*Document extract*
━━━━━━━━━━━━━━━━

Oh, two more things.  First, can you tell me how many MP3s you tagged with ATF tags, and an estimation of how many were screwed up?  Second, do you find that programs (or your computer) crash or behave weirdly more often than you might think they should?...or does anything else about your computer's behavior ever seem odd?
Comment 7 Jeff Mitchell 2006-08-15 20:09:31 UTC
Okay, more for you to do.

If you have more of the broken files, please try opening them in e.g. khexedit.  At the very top you should see ID3, which is the start of the ID3v2 tag.

Both of your messed up files contain two subsequent ID3v2 tags, which is very odd.  Can you look at, say, ten of your other messed up MP3 files, and ten non-messed-up -but-ATF-tagged MP3 files, and tell me how many of each contain two subsequent ID3v2 tags?

Thanks!
Comment 8 Jeff Mitchell 2006-08-15 20:16:24 UTC
Another thing...with your before-and-after files, your "before" file had only an ID3v1 tag, not a ID3v2 tag.  Can you tell me whether this was true for all of the files that were messed up?

Thanks!
Comment 9 Martin Aumueller 2006-08-15 20:29:50 UTC
Could it happen that the same file was written to several times at once? E.g. 2 collection scanners running at the same time or a collection scanner and amarokapp because of adding the file to the playlist? (The last scenario should not happen anymore, but the first is still valid, I think.)
Comment 10 Jeff Mitchell 2006-08-15 21:28:01 UTC
That is what I'm thinking...that there were two writes.  This could also explain the OGG behavior.  In addition this could explain why this behavior suddenly stopped -- it could have stopped when we made the (good) decision to, for stability's sake, only allow ATF tags to be written by the collection scanner or by an explicit DCOP call.  We could further enhance this by using a mutex, although I'm not sure how mutexes behave across two processes...any thoughts on that, Martin?

━━━━━━━━━━━━━━━━

*Provided information*

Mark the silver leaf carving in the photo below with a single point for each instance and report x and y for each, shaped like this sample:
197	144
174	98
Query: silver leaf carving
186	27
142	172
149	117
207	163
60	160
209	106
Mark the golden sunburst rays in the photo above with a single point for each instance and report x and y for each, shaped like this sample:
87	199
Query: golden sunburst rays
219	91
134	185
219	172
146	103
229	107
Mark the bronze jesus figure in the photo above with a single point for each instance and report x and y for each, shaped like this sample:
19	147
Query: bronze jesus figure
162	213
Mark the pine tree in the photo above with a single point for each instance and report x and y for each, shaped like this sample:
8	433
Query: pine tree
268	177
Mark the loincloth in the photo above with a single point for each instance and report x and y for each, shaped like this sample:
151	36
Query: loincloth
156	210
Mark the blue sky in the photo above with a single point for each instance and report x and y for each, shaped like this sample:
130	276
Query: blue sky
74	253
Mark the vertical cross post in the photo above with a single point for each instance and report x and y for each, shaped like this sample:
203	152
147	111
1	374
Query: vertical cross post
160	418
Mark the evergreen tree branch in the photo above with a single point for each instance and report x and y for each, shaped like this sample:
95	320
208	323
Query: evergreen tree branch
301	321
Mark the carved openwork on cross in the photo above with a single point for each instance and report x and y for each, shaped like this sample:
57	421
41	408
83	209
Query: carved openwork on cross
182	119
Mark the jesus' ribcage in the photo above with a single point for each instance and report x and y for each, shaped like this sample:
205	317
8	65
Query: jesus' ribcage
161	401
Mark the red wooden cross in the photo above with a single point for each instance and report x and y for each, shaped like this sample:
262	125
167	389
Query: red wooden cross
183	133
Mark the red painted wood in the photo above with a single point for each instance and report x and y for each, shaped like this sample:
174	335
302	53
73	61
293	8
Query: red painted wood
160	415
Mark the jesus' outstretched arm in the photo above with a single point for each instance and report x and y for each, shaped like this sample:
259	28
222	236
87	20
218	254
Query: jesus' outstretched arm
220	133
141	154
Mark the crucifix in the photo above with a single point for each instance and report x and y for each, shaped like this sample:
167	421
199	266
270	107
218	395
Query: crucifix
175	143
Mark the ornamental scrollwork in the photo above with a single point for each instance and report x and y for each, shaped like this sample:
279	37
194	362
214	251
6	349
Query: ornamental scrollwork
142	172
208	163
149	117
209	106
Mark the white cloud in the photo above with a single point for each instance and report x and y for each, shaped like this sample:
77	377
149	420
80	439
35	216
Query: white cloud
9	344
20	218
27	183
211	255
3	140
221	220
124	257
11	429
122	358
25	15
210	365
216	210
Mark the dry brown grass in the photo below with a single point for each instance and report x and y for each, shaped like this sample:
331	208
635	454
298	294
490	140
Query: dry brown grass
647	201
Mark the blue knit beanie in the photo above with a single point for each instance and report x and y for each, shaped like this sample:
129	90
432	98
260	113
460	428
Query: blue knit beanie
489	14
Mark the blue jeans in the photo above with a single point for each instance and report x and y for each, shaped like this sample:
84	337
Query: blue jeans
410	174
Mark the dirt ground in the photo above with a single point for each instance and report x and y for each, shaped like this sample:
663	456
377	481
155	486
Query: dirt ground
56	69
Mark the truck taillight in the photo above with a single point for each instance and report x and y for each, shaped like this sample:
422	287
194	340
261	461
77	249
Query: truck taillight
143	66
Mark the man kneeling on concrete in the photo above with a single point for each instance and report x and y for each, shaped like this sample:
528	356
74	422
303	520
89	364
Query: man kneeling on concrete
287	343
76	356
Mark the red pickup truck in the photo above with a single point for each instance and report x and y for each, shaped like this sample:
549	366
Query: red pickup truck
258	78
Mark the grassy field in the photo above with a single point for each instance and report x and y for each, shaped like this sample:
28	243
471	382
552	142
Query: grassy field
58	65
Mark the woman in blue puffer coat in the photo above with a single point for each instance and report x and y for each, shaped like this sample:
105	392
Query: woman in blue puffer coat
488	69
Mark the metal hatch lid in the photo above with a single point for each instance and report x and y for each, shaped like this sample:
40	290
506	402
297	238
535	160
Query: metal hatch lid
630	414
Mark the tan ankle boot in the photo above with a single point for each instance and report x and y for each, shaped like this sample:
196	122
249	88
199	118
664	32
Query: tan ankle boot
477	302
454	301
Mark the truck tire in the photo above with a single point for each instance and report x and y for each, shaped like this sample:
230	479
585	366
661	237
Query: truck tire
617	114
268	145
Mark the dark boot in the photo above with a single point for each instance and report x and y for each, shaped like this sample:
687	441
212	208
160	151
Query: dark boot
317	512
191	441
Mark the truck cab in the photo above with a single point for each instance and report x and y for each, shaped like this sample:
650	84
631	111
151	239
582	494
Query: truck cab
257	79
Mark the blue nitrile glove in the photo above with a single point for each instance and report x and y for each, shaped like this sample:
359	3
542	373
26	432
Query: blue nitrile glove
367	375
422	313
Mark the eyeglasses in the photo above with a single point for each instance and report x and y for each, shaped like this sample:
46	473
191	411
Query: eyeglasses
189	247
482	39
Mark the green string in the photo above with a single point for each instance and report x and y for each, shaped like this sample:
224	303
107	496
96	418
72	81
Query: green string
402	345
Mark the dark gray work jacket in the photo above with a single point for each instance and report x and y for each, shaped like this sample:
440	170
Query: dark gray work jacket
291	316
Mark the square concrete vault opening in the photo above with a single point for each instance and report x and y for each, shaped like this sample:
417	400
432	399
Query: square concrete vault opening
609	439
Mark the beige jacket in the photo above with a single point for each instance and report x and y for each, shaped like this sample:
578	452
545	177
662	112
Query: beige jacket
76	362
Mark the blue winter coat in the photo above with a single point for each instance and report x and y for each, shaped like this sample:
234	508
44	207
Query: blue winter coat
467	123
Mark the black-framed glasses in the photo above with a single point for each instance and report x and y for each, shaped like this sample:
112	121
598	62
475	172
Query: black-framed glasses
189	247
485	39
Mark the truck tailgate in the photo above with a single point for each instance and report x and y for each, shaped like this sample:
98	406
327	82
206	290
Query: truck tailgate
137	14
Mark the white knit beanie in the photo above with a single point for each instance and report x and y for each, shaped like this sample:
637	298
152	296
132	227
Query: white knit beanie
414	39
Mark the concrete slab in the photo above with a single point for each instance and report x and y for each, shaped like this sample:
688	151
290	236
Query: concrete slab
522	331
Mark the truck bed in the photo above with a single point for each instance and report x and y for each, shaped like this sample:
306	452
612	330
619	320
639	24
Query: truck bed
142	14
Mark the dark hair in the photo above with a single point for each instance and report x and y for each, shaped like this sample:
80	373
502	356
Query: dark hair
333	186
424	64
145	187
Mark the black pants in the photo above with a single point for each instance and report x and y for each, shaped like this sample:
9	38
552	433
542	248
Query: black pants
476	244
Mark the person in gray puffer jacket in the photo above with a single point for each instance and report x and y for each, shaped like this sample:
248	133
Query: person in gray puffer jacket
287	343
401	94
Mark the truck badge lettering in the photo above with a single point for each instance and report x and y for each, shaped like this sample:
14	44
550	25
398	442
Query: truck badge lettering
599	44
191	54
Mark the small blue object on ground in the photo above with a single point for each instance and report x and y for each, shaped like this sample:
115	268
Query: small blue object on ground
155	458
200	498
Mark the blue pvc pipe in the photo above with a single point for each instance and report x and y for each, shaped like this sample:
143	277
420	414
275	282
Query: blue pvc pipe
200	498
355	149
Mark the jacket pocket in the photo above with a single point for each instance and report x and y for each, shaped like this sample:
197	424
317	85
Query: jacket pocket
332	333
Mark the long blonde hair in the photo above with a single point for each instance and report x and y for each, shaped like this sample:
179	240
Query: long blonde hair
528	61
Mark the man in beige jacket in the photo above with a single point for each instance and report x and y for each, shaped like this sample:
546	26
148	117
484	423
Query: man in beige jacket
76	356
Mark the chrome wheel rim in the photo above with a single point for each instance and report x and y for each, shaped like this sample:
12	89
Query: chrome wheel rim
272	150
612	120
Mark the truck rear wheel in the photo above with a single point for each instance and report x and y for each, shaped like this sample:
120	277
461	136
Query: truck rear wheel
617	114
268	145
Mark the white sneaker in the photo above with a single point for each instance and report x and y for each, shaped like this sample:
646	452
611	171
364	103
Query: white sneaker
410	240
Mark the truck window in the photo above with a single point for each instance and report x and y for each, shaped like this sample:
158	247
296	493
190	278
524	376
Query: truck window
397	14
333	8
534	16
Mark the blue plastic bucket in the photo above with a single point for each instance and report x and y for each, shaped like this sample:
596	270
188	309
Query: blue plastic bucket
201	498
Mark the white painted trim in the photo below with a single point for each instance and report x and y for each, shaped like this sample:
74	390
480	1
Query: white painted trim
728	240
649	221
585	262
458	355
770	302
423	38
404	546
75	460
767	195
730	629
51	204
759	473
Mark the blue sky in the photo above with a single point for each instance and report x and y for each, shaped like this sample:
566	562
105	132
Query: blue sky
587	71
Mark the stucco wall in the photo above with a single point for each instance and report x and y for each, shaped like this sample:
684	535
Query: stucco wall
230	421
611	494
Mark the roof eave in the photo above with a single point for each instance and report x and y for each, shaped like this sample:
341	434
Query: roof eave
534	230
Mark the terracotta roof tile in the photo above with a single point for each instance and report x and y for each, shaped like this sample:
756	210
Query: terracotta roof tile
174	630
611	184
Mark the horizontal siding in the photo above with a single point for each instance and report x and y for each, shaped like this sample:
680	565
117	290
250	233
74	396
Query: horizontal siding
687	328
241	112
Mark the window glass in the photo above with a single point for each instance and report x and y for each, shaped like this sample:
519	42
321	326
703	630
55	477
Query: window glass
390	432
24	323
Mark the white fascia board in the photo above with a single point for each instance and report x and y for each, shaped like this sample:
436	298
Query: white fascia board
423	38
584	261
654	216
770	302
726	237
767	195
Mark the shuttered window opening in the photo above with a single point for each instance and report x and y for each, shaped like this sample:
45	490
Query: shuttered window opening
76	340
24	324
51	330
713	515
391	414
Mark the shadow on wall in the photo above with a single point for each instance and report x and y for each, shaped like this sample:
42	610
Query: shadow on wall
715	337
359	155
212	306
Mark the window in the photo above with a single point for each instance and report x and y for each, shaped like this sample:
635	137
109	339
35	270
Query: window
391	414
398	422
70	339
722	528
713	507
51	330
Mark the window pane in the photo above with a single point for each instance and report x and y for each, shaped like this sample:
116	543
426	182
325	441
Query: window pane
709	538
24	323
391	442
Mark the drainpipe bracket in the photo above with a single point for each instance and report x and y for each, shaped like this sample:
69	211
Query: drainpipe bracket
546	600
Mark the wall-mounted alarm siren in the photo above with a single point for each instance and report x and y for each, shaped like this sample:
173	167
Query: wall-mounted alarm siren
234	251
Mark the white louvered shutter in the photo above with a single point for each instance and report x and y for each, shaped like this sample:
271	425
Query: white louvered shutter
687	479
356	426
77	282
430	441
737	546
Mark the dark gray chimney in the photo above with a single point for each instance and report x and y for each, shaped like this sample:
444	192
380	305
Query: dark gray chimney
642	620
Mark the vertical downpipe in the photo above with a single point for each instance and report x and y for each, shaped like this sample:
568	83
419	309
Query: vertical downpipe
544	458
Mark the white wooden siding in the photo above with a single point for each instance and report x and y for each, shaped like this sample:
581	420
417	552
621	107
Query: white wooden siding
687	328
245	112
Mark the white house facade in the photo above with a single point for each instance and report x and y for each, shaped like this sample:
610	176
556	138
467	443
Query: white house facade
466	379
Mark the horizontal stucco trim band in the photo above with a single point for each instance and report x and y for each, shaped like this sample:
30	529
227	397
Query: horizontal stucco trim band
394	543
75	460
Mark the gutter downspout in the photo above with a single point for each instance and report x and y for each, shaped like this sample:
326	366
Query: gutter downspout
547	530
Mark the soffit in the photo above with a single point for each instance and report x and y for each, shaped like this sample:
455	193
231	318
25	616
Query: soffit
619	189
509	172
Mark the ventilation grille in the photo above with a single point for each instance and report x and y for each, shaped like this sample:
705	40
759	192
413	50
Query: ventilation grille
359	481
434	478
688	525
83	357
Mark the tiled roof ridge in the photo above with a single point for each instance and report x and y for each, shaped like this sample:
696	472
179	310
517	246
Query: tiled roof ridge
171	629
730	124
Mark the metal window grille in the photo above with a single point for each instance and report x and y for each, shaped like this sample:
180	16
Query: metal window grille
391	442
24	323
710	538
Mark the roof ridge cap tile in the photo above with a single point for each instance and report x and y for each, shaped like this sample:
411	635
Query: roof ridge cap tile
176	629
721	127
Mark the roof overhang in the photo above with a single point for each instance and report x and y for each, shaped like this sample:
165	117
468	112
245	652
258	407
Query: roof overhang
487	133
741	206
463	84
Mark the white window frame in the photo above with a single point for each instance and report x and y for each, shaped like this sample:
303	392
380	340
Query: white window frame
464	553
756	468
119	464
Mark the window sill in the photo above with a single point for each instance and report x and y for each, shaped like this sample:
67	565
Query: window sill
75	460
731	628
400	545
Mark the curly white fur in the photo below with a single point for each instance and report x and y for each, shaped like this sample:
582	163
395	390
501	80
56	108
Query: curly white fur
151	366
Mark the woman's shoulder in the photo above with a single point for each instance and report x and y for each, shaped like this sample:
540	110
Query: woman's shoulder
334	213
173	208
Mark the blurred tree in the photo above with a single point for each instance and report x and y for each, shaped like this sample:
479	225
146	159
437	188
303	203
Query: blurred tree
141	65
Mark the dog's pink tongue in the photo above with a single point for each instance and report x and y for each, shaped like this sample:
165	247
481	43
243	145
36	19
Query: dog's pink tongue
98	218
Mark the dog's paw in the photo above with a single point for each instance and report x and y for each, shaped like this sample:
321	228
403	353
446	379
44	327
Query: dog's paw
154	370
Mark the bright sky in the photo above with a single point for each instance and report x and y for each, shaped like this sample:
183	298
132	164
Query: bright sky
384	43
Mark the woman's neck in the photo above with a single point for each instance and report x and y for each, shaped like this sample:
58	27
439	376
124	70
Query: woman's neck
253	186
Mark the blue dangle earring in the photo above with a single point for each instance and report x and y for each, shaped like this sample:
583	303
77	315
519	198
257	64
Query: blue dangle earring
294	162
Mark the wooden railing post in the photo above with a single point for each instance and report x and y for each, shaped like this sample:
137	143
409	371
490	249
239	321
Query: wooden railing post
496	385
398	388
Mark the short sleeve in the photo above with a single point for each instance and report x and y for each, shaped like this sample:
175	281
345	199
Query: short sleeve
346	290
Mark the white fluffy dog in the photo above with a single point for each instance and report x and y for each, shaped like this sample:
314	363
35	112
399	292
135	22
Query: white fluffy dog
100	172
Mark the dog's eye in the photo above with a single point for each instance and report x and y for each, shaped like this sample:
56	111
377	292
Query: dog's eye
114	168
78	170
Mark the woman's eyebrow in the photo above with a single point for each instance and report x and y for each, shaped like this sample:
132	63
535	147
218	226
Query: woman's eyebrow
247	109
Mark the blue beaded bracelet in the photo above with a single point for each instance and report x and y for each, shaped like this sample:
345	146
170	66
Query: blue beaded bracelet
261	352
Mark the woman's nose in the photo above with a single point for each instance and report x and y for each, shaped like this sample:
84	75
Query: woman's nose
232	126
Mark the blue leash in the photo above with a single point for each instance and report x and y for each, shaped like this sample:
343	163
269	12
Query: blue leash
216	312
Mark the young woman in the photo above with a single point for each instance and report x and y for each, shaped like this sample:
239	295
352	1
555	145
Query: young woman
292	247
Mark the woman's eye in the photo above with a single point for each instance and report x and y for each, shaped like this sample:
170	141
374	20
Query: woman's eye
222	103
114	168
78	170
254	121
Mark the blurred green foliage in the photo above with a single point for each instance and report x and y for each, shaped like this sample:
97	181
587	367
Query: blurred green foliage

━━━━━━━━━━━━━━━━

*What you need to do*
1. Using the discussion of ATF tags and corrupted MP3 files, decide whether each statement agrees with the text. Answer yes or no for each, and quote the deciding words of the text. (a) Both of the messed-up files contain two subsequent ID3v2 tags. (b) The "before" file had an ID3v2 tag but no ID3v1 tag. (c) Martin Aumueller says that a collection scanner and amarokapp writing to the same file at once can still happen.
2. Resume the discussion of ATF tags and corrupted MP3 files from where it stops.

*Answers below*
1.
(a) Yes: "Both of your messed up files contain two subsequent ID3v2 tags, which is very odd."
(b) No: "your "before" file had only an ID3v1 tag, not a ID3v2 tag."
(c) No: "(The last scenario should not happen anymore, but the first is still valid, I think.)"

2.
Comment 11 L3ECH 2006-08-16 04:22:08 UTC
It appears to be that all broken files indeed have two subsequent ID3v2 tags, and before they didn't have ID3v2 tag, only ID3v1 tag or no tag at all. Non-broken files have one ID3v2 tag.

Probably was an amarok that crashed while it was rescanning collection and another one was started and it rescanned the whole collection while a collection scanner from a crashed amarok was still running...

So, mp3check of the broken files gives out a lot of "frame too long/frame too short, skipping N bytes" errors. I compared a broken file (after manually removing the first ID3v2 tag with a hex editor) with proper ATF tagged file (which was the exact same size in bytes as the manually edited broken file with 1 tag removed) in a binary diff util and it seems that the files are mostly the same, but are totally different in random places without any pattern obvious to me... 

Here's a proper ATF tagged file to match the before-after example from above:
http://l3ech.net/Primal_Scream_-_Vanishing_Point_-_05_-_If_They_Move,_Kill_'em-WORKING-ATF.mp3

Is there a way to run something to automatically identify all files with two subsequent tags? Manually checking a 300GB collection would take forever and it seems that a lot got screwed, can't even say how much...
Comment 12 Jeff Mitchell 2006-08-16 06:24:00 UTC
This has now been confirmed as the same problem as bug 131353, marking it as such.